Supplied passage:
>>>>
MINNEAPOLIS--(BUSINESS WIRE)--Duty to preserve, emphasis on proportionality and reasonable form of production dominated this year’s ediscovery judicial opinions as courts prepared for the December 1, 2015 amendments to the Federal Rules of Civil Procedure (FRCP). Yearly analysis of reported ediscovery opinions and notable ediscovery themes are highlighted in the 2015 Top Ediscovery Cases by Kroll Ontrack, the leading provider of ediscovery products and services.
<<<<
Objectives:
1) List the themes that the passage on ediscovery opinions says dominated this year's ediscovery judicial opinions.
2) According to the passage on ediscovery opinions, on what date did the amendments to the Federal Rules of Civil Procedure take effect?

Stored data:
>>>>
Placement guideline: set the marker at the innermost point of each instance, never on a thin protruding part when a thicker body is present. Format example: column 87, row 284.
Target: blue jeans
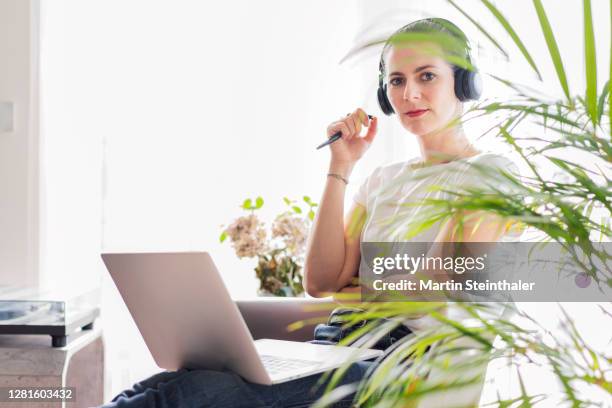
<<<<
Solutions by task:
1)
- Duty to preserve
- Emphasis on proportionality
- Reasonable form of production

2) December 1, 2015